Work to do: Drop all images and give the records again exactly.

Point-based annotation data
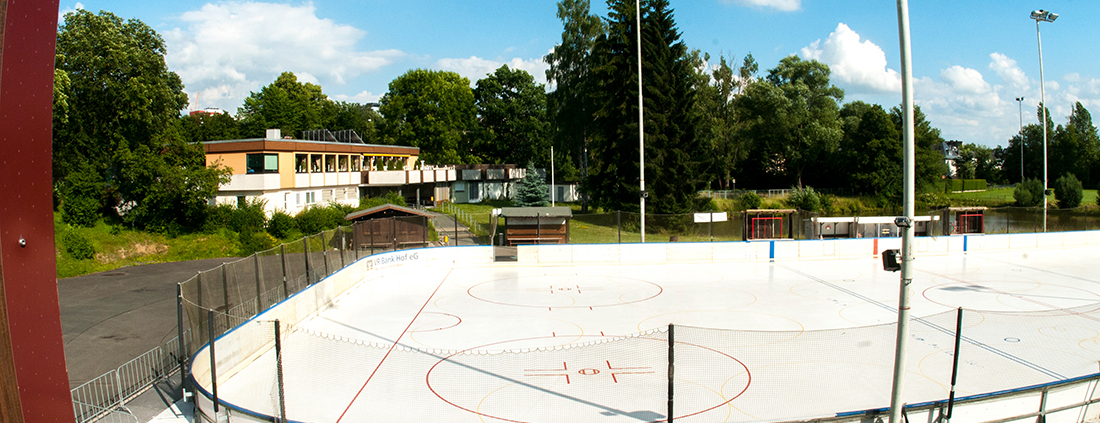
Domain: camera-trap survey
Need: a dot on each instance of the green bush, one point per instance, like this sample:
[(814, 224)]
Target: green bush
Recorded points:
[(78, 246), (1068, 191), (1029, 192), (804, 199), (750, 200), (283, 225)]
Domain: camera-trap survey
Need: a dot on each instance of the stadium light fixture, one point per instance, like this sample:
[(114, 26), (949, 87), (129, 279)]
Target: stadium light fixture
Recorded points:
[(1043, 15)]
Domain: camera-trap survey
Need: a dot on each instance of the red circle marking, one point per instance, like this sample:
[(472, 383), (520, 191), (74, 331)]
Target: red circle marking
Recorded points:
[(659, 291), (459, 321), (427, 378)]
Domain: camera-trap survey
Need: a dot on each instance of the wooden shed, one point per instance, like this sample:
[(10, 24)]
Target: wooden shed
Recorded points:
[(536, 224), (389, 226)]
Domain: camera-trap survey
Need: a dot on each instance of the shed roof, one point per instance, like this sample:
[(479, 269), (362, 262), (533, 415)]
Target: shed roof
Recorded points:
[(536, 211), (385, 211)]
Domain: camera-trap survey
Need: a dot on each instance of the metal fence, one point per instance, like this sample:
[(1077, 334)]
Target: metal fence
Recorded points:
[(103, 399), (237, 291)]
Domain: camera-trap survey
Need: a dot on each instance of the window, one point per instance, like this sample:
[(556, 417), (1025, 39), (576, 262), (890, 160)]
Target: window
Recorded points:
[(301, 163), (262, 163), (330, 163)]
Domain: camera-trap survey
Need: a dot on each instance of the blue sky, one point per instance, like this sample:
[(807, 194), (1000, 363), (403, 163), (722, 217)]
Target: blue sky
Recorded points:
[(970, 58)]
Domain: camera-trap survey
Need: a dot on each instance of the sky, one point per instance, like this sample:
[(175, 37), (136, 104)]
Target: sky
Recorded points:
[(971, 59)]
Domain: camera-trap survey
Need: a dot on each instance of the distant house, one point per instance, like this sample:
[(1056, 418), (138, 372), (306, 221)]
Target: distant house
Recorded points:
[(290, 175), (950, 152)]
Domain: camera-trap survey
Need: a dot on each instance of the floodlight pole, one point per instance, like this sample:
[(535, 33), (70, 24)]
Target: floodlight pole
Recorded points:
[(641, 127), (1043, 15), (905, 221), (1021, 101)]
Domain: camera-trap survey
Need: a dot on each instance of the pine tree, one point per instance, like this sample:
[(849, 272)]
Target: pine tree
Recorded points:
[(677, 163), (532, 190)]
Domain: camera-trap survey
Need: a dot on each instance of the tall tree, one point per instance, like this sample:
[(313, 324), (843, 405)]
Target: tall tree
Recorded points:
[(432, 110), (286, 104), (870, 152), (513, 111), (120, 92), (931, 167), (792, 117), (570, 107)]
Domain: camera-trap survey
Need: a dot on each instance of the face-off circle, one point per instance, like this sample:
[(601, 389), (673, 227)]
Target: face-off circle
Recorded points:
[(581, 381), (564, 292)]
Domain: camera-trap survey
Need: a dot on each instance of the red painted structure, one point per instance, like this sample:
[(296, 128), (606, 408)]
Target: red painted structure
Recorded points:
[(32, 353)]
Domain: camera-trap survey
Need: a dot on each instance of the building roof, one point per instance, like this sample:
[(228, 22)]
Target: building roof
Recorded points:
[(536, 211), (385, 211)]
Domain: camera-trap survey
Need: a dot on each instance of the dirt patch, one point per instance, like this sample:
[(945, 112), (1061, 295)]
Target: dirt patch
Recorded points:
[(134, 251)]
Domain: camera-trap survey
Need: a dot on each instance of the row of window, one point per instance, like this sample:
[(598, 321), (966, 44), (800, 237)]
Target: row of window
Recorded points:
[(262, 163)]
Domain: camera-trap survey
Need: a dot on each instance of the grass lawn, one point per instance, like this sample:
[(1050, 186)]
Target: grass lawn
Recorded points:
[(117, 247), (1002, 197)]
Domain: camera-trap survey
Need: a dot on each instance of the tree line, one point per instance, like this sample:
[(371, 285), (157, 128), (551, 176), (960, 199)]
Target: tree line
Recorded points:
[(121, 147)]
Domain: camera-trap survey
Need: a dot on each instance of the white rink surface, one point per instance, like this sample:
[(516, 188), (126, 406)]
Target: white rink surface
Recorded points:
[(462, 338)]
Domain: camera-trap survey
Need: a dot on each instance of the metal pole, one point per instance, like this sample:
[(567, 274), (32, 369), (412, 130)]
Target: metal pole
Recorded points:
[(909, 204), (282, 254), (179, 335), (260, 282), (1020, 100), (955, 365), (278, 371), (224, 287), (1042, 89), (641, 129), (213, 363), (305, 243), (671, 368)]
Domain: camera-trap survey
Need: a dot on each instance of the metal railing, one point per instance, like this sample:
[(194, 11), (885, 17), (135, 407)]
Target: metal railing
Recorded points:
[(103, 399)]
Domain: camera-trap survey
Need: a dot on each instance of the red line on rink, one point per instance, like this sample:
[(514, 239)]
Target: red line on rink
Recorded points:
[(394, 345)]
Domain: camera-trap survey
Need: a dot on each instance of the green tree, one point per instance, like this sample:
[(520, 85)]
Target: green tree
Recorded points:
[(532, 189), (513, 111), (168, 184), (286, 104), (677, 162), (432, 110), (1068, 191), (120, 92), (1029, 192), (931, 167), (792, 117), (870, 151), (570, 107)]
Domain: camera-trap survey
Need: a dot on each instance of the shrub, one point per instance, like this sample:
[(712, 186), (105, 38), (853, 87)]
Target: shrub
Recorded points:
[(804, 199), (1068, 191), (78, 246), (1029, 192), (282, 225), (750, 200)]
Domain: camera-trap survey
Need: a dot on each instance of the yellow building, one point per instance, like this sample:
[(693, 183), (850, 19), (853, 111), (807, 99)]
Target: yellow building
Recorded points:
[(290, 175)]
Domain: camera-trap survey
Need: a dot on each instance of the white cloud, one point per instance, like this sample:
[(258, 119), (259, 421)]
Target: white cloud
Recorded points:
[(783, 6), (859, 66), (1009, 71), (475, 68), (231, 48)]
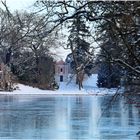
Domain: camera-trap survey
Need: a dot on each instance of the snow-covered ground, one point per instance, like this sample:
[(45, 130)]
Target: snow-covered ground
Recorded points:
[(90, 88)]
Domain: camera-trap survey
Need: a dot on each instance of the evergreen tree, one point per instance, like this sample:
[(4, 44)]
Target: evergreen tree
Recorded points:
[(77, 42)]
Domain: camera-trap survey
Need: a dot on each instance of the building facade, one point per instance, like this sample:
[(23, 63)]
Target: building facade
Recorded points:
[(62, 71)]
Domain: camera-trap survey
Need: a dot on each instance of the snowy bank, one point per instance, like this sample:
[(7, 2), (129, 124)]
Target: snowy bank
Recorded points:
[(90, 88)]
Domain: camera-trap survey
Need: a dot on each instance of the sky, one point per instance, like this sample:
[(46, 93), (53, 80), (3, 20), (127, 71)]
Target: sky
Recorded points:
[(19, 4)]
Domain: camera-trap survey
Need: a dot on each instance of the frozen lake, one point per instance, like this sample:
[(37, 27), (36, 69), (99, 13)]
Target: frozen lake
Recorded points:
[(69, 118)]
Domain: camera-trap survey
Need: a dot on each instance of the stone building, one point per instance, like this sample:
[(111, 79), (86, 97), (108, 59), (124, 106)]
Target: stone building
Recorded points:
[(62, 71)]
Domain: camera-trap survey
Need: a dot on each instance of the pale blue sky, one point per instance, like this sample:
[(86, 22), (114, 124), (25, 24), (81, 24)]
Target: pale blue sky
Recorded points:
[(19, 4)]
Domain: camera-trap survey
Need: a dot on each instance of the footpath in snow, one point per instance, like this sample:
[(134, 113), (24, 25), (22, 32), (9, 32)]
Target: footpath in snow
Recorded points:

Task response:
Domain: camera-trap survey
Need: a dot on each instance of the green bush, one point per instance, like this sample:
[(814, 224)]
Target: green bush
Recorded points:
[(78, 246), (1068, 191), (1029, 192), (804, 199), (750, 200), (283, 225)]
Domain: camera-trap survey
Need: a dot on each instance of the stadium light fixture, one point per instance, like this sample:
[(114, 26), (949, 87), (129, 279)]
Target: stadium light fixture
Recorded points:
[(1043, 15)]
Domain: camera-trap survey
Need: a dot on each instance of the red circle marking, one point per instance, like this sample:
[(472, 383), (520, 191), (74, 331)]
Target: red circle marking
Recorded points:
[(659, 291), (459, 321), (427, 378)]
Domain: camera-trap survey
Need: a dot on each instance of the wooden shed, one point per instance, like this sample:
[(10, 24)]
Target: wooden shed
Recorded points:
[(536, 224), (389, 226)]
Domain: camera-trap survey
Need: a dot on each instance of the shed roof, one point per instance, like this sample:
[(479, 269), (362, 262), (533, 415)]
Target: shed roof
Recorded points:
[(536, 211), (385, 211)]
Domain: camera-trap survey
Need: a dot on each instance of the metal fence, one point per instance, like this sample:
[(1077, 334)]
Target: metal fence
Recorded points:
[(103, 399), (237, 291)]
Domain: camera-trap survey
Need: a dot on each instance of the window, one point per instance, like this sample:
[(556, 417), (1025, 39), (576, 262), (890, 160)]
Target: window
Recorded points:
[(301, 163), (262, 163), (330, 163)]
Domain: camera-trap survey
Need: a dot on each instance of the blue sky, one point per instance, like this sample:
[(807, 194), (1000, 363), (403, 163), (722, 217)]
Target: blue sky
Recorded points:
[(970, 58)]
Domain: camera-trap survey
Need: a dot on each instance of the sky, one point per instance, like this sample:
[(175, 37), (136, 104)]
Target: sky
Recorded points:
[(971, 59)]
Domain: camera-trap survey
Need: a dot on each instance of the distant house, one point per instance, like this sample:
[(1056, 418), (138, 372), (306, 221)]
Target: distant house
Recorded points:
[(290, 175), (950, 152)]
Domain: camera-trap survey
Need: a dot on each instance of the floodlight pole, one point per instance, like this sample:
[(535, 33), (70, 24)]
Target: floodlight pole
Recorded points:
[(641, 127), (1043, 15), (905, 221), (1021, 101)]
Domain: camera-trap survey
Need: a dot on each instance of the pine tree, one point per instance, like this sample:
[(849, 272)]
Target: pine tree
Recorded points:
[(677, 163), (532, 190)]
Domain: camera-trap survey
Need: a dot on each instance of the tall tree, one point per instance, like this sample:
[(313, 324), (843, 405)]
Target: tall tree
Recorded points:
[(432, 110), (286, 104), (870, 152), (513, 111), (120, 92), (931, 167), (792, 117), (570, 107)]
Domain: camera-trap survey
Need: a dot on each instance of the face-off circle, one point per instance, like this sample:
[(601, 389), (673, 227)]
Target: face-off circle
Recorded points:
[(581, 381), (564, 292)]
Domain: camera-trap survey
Need: a dot on each instance of the red painted structure, one point per instance, like this sample:
[(296, 128), (606, 408)]
Target: red painted structure
Recorded points:
[(32, 353)]
Domain: camera-trap survey
Need: a dot on each instance of the building roof, one point per instance, like this sample:
[(228, 22)]
Target: building roof
Recorded points:
[(536, 211), (385, 211)]
Domain: camera-trap survey
Need: a dot on each instance of the dirt patch, one point per instance, like this sample:
[(945, 112), (1061, 295)]
Target: dirt patch
Recorded points:
[(134, 251)]
Domain: camera-trap survey
Need: a dot on each instance of the row of window, one point per instance, like this sample:
[(598, 321), (966, 44), (800, 237)]
Target: row of window
Recorded points:
[(262, 163)]
Domain: camera-trap survey
Need: a dot on each instance of the grass lawn, one point per instance, like this sample:
[(1050, 186)]
Target: grass lawn
Recorded points:
[(117, 247), (1002, 197)]
Domain: camera-trap survey
Need: a dot on each instance of the tree line, one point per instance, like this sample:
[(371, 285), (157, 128), (551, 176), (960, 199)]
Target: tree line
Recorded points:
[(121, 147)]
Domain: camera-trap survey
Need: a dot on each instance of the white rink surface, one point per instance, like this sample:
[(516, 188), (126, 406)]
Target: white rink surface
Recorded points:
[(462, 338)]
Domain: camera-trap survey
Need: a dot on each instance of the metal pole, one point per instance, like this sample:
[(567, 274), (32, 369), (412, 130)]
Target: metal pole
Recorded points:
[(909, 204), (282, 254), (179, 335), (260, 282), (1020, 100), (955, 365), (278, 371), (224, 287), (1042, 89), (641, 129), (213, 363), (305, 243), (671, 368)]
Domain: camera-trap survey
Need: a dot on each instance of the metal railing, one point per instance, like this sample:
[(194, 11), (885, 17), (135, 407)]
Target: metal railing
Recorded points:
[(103, 399)]
Domain: camera-trap survey
Need: a dot on each instance of the red line on rink, one point per instance, like this sample:
[(514, 239)]
Target: red line on rink
Recorded points:
[(394, 345)]
Domain: camera-trap survey
Need: a dot on each instance of the green tree, one point per instance, like this sample:
[(520, 85)]
Target: green tree
Recorded points:
[(532, 189), (513, 111), (168, 184), (286, 104), (677, 162), (432, 110), (1068, 191), (120, 92), (1029, 192), (931, 167), (792, 117), (870, 151), (570, 107)]
Domain: camera-trap survey
Need: a dot on each instance of the shrub, one point per instance, like this sample:
[(712, 186), (105, 38), (853, 87)]
Target: shrub
Recorded points:
[(804, 199), (1068, 191), (78, 246), (1029, 192), (282, 225), (750, 200)]
Domain: camera-trap survey
Need: a dot on each instance of the yellow building, one point per instance, like this sample:
[(693, 183), (850, 19), (853, 111), (807, 99)]
Target: yellow building
Recorded points:
[(290, 175)]
Domain: camera-trap survey
Need: a dot on each instance of the white cloud, one point per instance, like this sample:
[(258, 119), (259, 421)]
Target: white cloud
Recorded points:
[(783, 6), (859, 66), (1009, 71), (475, 68), (231, 48)]
Domain: camera-trap survey
Need: a dot on each instance of the snow-covered ground, one point per instance, like this sample:
[(45, 130)]
Target: snow-covered ground
Recorded points:
[(90, 88)]
Domain: camera-trap survey
Need: a dot on each instance of the evergreen tree, one point per instance, like this sample:
[(4, 44)]
Target: evergreen tree
Recorded points:
[(77, 42)]
Domain: camera-trap survey
Need: a dot on each instance of the building facade, one point per instance, like this sample:
[(23, 63)]
Target: building facade
Recorded points:
[(62, 71)]
Domain: camera-trap survey
Need: a dot on each instance of the snowy bank, one point per instance, like this sample:
[(7, 2), (129, 124)]
Target: snowy bank
Recorded points:
[(90, 88)]
Domain: camera-trap survey
Need: a dot on each instance of the sky, one point per instance, like this sample:
[(46, 93), (53, 80), (3, 20), (127, 71)]
Target: sky
Recorded points:
[(19, 4)]
Domain: camera-trap survey
Need: a dot on each instance of the frozen lake, one point per instance, like this sample:
[(37, 27), (36, 69), (99, 13)]
Target: frozen lake
Recorded points:
[(69, 118)]
Domain: camera-trap survey
Need: a dot on each instance of the stone building, one point per instance, like this sample:
[(111, 79), (86, 97), (108, 59), (124, 106)]
Target: stone building
Recorded points:
[(62, 71)]
Domain: camera-trap survey
Need: a dot on each instance of the pale blue sky, one point per instance, like this sample:
[(86, 22), (114, 124), (25, 24), (81, 24)]
Target: pale blue sky
Recorded points:
[(19, 4)]
Domain: camera-trap survey
Need: a dot on each instance of the footpath in snow, one point per instance, like this sample:
[(134, 113), (24, 25), (22, 32), (9, 32)]
Target: footpath in snow
Recorded points:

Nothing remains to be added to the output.